The answer must reproduce every record exactly, with all pictures omitted.

─── Extracted entries

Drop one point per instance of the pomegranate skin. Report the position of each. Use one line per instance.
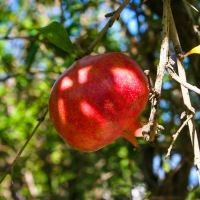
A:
(97, 100)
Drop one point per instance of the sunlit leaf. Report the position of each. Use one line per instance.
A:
(194, 50)
(56, 34)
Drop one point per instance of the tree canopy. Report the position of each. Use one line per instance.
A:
(39, 40)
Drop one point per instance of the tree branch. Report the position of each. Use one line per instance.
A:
(40, 120)
(181, 81)
(185, 93)
(150, 130)
(115, 15)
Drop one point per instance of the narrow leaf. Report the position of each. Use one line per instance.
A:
(194, 50)
(57, 35)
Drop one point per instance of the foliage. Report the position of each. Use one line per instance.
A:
(29, 65)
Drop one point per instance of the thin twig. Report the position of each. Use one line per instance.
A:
(180, 80)
(40, 120)
(185, 93)
(176, 135)
(150, 130)
(115, 16)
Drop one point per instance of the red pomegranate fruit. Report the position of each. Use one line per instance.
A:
(97, 100)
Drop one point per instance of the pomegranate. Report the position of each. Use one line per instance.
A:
(97, 100)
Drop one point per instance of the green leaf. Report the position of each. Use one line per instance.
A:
(194, 50)
(56, 34)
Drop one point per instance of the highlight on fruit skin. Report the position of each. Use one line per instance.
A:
(97, 100)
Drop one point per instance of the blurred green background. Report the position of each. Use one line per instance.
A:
(29, 65)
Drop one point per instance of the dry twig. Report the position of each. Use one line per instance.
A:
(9, 170)
(185, 93)
(150, 130)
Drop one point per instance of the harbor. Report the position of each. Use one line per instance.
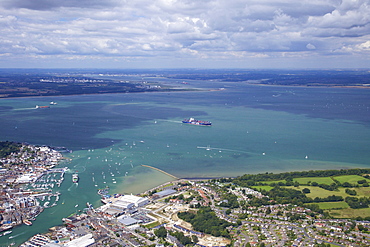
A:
(31, 187)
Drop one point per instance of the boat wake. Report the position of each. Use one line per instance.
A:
(224, 149)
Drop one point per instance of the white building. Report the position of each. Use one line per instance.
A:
(83, 241)
(136, 200)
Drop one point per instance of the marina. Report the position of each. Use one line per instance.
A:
(253, 134)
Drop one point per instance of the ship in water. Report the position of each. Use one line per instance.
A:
(75, 178)
(42, 106)
(27, 222)
(196, 122)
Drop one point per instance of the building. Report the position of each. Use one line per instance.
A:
(163, 193)
(83, 241)
(136, 200)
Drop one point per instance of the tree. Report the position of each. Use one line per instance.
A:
(306, 190)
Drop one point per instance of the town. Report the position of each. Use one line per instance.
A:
(215, 212)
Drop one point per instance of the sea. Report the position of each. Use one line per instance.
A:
(255, 129)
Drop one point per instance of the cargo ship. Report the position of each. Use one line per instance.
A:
(75, 178)
(196, 122)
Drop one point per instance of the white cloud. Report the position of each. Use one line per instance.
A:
(175, 29)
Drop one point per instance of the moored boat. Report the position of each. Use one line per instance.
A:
(75, 178)
(196, 122)
(27, 222)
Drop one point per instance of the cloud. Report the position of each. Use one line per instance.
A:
(178, 29)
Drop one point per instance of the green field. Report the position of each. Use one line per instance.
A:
(319, 192)
(262, 187)
(319, 180)
(349, 212)
(362, 191)
(332, 205)
(352, 179)
(276, 181)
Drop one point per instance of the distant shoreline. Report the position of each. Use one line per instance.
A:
(188, 90)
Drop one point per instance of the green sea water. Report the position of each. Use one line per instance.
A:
(255, 129)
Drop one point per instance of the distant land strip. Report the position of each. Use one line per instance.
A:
(154, 168)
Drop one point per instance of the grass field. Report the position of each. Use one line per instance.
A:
(352, 179)
(319, 192)
(319, 180)
(362, 191)
(349, 212)
(263, 187)
(332, 205)
(276, 181)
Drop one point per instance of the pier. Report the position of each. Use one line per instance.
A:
(154, 168)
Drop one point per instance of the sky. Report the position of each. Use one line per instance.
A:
(185, 34)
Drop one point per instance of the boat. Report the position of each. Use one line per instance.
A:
(196, 122)
(42, 106)
(27, 222)
(75, 178)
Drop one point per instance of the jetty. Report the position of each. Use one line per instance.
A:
(154, 168)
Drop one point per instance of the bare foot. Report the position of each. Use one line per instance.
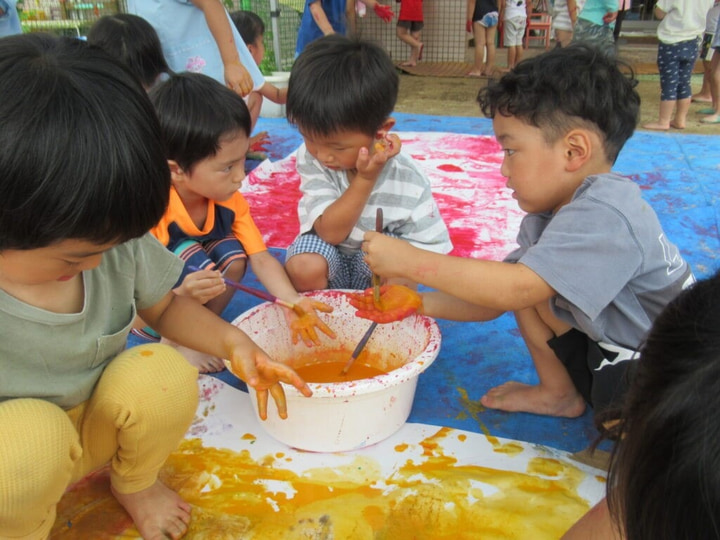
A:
(519, 397)
(657, 126)
(158, 512)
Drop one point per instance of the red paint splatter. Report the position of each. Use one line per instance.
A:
(464, 171)
(449, 168)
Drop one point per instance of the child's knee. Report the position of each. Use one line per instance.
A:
(39, 450)
(236, 269)
(307, 271)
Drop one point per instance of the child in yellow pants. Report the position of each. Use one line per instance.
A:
(83, 178)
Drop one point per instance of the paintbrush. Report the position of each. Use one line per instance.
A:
(359, 348)
(376, 278)
(260, 294)
(376, 299)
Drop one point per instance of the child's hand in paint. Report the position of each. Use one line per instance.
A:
(238, 79)
(305, 326)
(396, 303)
(371, 161)
(254, 366)
(203, 285)
(387, 256)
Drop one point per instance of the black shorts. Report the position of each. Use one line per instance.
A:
(413, 26)
(596, 372)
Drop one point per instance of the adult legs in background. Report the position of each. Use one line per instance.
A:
(412, 38)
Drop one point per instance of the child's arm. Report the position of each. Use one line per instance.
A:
(185, 321)
(273, 277)
(338, 219)
(273, 93)
(496, 285)
(237, 77)
(320, 18)
(572, 11)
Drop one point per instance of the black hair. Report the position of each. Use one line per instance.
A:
(341, 84)
(566, 88)
(249, 25)
(80, 149)
(133, 41)
(196, 112)
(669, 454)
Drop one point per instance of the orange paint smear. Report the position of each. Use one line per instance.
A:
(325, 366)
(235, 496)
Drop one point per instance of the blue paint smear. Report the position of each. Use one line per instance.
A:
(680, 177)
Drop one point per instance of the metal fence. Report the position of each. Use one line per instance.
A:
(444, 33)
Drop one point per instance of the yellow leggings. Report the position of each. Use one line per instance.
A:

──────

- Response for this exercise -
Drop one point per instance of the pomegranate skin. Report the position of each. Use one line per instance.
A:
(97, 100)
Drop one point per instance of the sunlit leaf. Report the position of each. Use one line per instance.
A:
(194, 50)
(56, 34)
Drop one point per instance of the tree canopy. Report the position of each. Use one line per instance.
A:
(39, 40)
Drop one point per instance of the tree branch. Report the position of each. Use one line per instance.
A:
(40, 120)
(181, 81)
(185, 93)
(150, 130)
(115, 15)
Drop one point per instance of the narrow leaf. Report the position of each. Use one line per instance.
A:
(194, 50)
(57, 35)
Drop one point per instance of the foliage. Report the position of each. Use one line per instance.
A:
(29, 65)
Drop one point per instance of the thin twig. Report the position of each. Use one line per instance.
A:
(180, 80)
(40, 120)
(185, 93)
(176, 135)
(150, 130)
(115, 16)
Drop one point per instance of the red pomegranate fruit. Report the position of each. Use one line per instance.
A:
(97, 100)
Drop one point per instance of the pomegranate. Report the position of each. Use one line per instance.
A:
(97, 100)
Drop one point per instance of the green leaf. Report the position of each. Use one line per instance.
A:
(194, 50)
(56, 34)
Drop one point per instance of the highlight on fruit skin. Report the position of each. Use one line per instance.
A:
(97, 100)
Drop one point per instance of the blurred green background. Report the position of each. Use one line per instance.
A:
(29, 65)
Drop one point per instance of the dry twig. Report the position of each. Use one line per instance.
A:
(9, 170)
(185, 93)
(150, 130)
Drop one point per instance of the harbor. Report the position of each. Use one line per instance.
A:
(31, 187)
Drop one point per instance of the boat wake. Report the position of each. Use one line per instance.
A:
(224, 149)
Drop one point per instance of the white building. Report the position of each. Use one line per instance.
A:
(83, 241)
(136, 200)
Drop one point per instance of the marina. Report the position of each. Use one line per instance.
A:
(253, 134)
Drop one point per instance of the ship in water. Report the position of each. Use one line per instance.
A:
(75, 178)
(42, 106)
(27, 222)
(196, 122)
Drop one point per instance of the building. Report the position of each. Use one line per instance.
A:
(163, 193)
(83, 241)
(136, 200)
Drop one point per instance of the tree. Report the position of each. Use one line per instance.
A:
(306, 190)
Drop one point per instance of the town. Report the position of each. Use one line per instance.
A:
(215, 212)
Drop one point per instance of the sea. Report the position of each. Use one line per instance.
A:
(255, 129)
Drop one point per instance of the cargo ship. Report the position of each. Use one line per instance.
A:
(75, 178)
(196, 122)
Drop one point per instance of the white cloud. Report the position of each. Use one line per instance.
A:
(175, 29)
Drop one point per instance of the moored boat. Report the position of each. Use one line per instance.
A:
(75, 178)
(196, 122)
(27, 222)
Drop one point per instance of the cloud. Report the position of each. Use one line per instance.
A:
(178, 29)
Drop one point per instance of the green field. Report the position of each. Use one line per instance.
A:
(319, 192)
(262, 187)
(319, 180)
(349, 212)
(362, 191)
(332, 205)
(352, 179)
(276, 181)
Drop one point per instance of the distant shoreline. Report the position of each. Use one line per instance.
A:
(188, 90)
Drop one point per instance of the green sea water. Report the position of each. Use one line per instance.
A:
(255, 129)
Drop one point per instance of the distant land strip. Report the position of each. Use one line per instance.
A:
(154, 168)
Drop one point per instance of the grass field. Report the position of each. Use one line per instance.
A:
(352, 179)
(319, 192)
(319, 180)
(362, 191)
(349, 212)
(263, 187)
(332, 205)
(276, 181)
Drop one point per instance of the pier. Report the position of each. Use one line per instance.
A:
(154, 168)
Drop one point per instance of the sky. Report the position of each. Use one line per instance.
A:
(185, 34)
Drop one point per instance of the boat. Report the position of each. Use one line per instance.
A:
(196, 122)
(42, 106)
(27, 222)
(75, 178)
Drop one point per instance of the jetty. Report the position of each. Use one line per instance.
A:
(154, 168)
Drop one point per instance of the bare foot. Report the position of each. Use one line per instance.
A:
(519, 397)
(657, 126)
(158, 512)
Drop one point per instance of the red paint splatter. Report the position of each. Use one line per instance.
A:
(464, 171)
(449, 168)
Drop one point per instance of the child's knee. Report the position of each. Use one line per instance.
A:
(39, 450)
(236, 269)
(307, 271)
Drop one point per instance of the child in yellow pants. Report the position of each. Use one line per instance.
A:
(83, 178)
Drop one point per instance of the paintbrush. Report the position of each. Use one line per instance.
A:
(359, 348)
(376, 278)
(260, 294)
(376, 299)
Drop one point per instance of the child's hand in paint. Report the position of each. Use one line per instance.
A:
(238, 79)
(305, 326)
(396, 303)
(371, 161)
(254, 366)
(203, 285)
(387, 256)
Drop one point per instance of the black shorts. Report the position of each. Use one line per instance.
A:
(413, 26)
(596, 372)
Drop one point per instance of the adult legs in background. Report the position of each. Use one line per instance.
A:
(412, 38)
Drop one point per instance of the child's arm. Report the position of each. Use one line per instance.
A:
(185, 321)
(273, 277)
(338, 219)
(273, 93)
(496, 285)
(237, 77)
(320, 18)
(572, 11)
Drop one point per instance of the black hair. Report the position of each. Use one line per instance.
A:
(341, 84)
(566, 88)
(249, 25)
(80, 149)
(133, 41)
(196, 112)
(669, 454)
Drop one point per instance of the orange paint smear. Report the position of each. Use one line per instance.
A:
(325, 366)
(235, 496)
Drop one point per instance of the blue paint smear. Report the position of each. Use one line per instance.
A:
(680, 177)
Drop one point per instance of the metal fence. Report the position of each. Use one line per instance.
A:
(444, 33)
Drop one point per instance of the yellow leggings. Report the position of each. Use one line per instance.
A:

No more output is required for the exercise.